- PASSAGE TO READ -
--------------------
The cuticular scales of mammalian hairs are predominantly of the overlapping, imbricate type, with edges that are rounded, minutely notched, or flattened. They vary in size, shape, and edge structure and are distinctive for each species. Among the higher primates, for example, those of chimpanzees are slightly oval, those of gorillas and humans have shallowly notched edges, and those of orangutans have edges that are deeply notched.

In many deer the cortical substance can hardly be distinguished; almost the entire hair appears to be composed of thin-walled polygonal cells. In the peccary the cortical envelope sends radial projections inward, the spaces between being occupied by medullary substance; and this, on a large scale, is the structure of the porcupine’s quills.

One of the most remarkable mammalian hairs is that of the Australian duckbill, or platypus, where the lower portion of the shaft is slender and woollike, while the free end terminates as a flattened, spear-shaped, pigmented hair with broad imbricate scales. In the three-toed sloth a microscopic alga grows between the cuticular scales of the hairs and appears to be symbiotic; its presence gives a curious greenish gray hue to the coat of the sloth and helps to disguise the animal among the trees.

The activity of hair follicles is cyclic. After an active period (known as anagen), the follicle passes through a short transition phase (catagen) to enter a resting phase (telogen). In this process, cell division ceases, and the dermal papilla is released from the epidermal matrix, which becomes reduced to a small, inactive, secondary germ. The base of the hair expands and becomes keratinized to form a “club,” which is held in the follicle until the next cycle begins. A new period of anagen starts with cell proliferation of the secondary germ, which then extends inward to reinvest the dermal papilla. After the new hair is formed, the old club hair is shed, or molted. The events of early anagen are, in effect, a reenactment of the early development of the hair follicle.

The final length of any hair depends mainly on the duration of anagen and varies between body sites and from animal to animal. Hairs on the back of a rat take three weeks to grow fully, whereas the follicles on the human scalp may be continuously active for three years or more.

The cyclic activity of hair follicles is the mechanism by which mammals molt; it thus enables animals to alter their coats as they grow or as they adjust to changing temperature-control or camouflage requirements. In some mammals molting takes place in a pattern, so that the follicles act in synchrony in a particular area of the body. In the human scalp the follicles are out of step with each other, and there is continuous loss of club hairs.
--------------------
- GIVEN DATA -
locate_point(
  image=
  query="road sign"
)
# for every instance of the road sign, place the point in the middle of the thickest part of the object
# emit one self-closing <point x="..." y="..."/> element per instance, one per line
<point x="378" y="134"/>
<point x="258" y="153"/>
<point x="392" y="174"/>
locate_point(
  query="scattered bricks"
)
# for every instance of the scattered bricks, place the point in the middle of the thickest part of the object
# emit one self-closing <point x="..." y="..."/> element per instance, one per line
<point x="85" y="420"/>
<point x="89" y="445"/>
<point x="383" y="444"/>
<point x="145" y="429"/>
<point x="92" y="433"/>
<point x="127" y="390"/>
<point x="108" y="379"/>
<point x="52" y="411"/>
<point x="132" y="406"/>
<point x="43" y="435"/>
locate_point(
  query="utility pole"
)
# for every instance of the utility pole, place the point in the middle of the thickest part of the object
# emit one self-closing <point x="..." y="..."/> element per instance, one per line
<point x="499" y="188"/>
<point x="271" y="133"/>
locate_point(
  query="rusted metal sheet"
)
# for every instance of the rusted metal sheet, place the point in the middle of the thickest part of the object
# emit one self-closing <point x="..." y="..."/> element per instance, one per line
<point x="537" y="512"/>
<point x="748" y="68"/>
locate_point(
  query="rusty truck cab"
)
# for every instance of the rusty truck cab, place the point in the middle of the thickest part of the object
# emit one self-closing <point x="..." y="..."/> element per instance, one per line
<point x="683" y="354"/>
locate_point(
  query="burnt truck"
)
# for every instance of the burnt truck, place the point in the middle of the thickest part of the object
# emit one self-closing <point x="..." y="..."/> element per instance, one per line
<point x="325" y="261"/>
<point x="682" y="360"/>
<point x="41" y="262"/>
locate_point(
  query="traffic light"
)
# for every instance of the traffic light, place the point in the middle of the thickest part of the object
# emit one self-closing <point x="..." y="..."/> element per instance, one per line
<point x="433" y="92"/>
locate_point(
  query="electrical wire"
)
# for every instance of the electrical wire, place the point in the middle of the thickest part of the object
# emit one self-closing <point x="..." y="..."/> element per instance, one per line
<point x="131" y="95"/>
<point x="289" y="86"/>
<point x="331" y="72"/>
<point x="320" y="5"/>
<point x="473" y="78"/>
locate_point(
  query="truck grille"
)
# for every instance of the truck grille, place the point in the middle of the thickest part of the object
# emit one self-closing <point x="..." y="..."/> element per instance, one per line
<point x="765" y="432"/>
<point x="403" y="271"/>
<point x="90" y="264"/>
--------------------
- ASSIGNMENT -
Quote the passage on mammalian hair word for word, beginning at "The cyclic activity" and stopping after "of club hairs.". The items have no connection to the passage on mammalian hair.

- REPLY TO THE TASK -
The cyclic activity of hair follicles is the mechanism by which mammals molt; it thus enables animals to alter their coats as they grow or as they adjust to changing temperature-control or camouflage requirements. In some mammals molting takes place in a pattern, so that the follicles act in synchrony in a particular area of the body. In the human scalp the follicles are out of step with each other, and there is continuous loss of club hairs.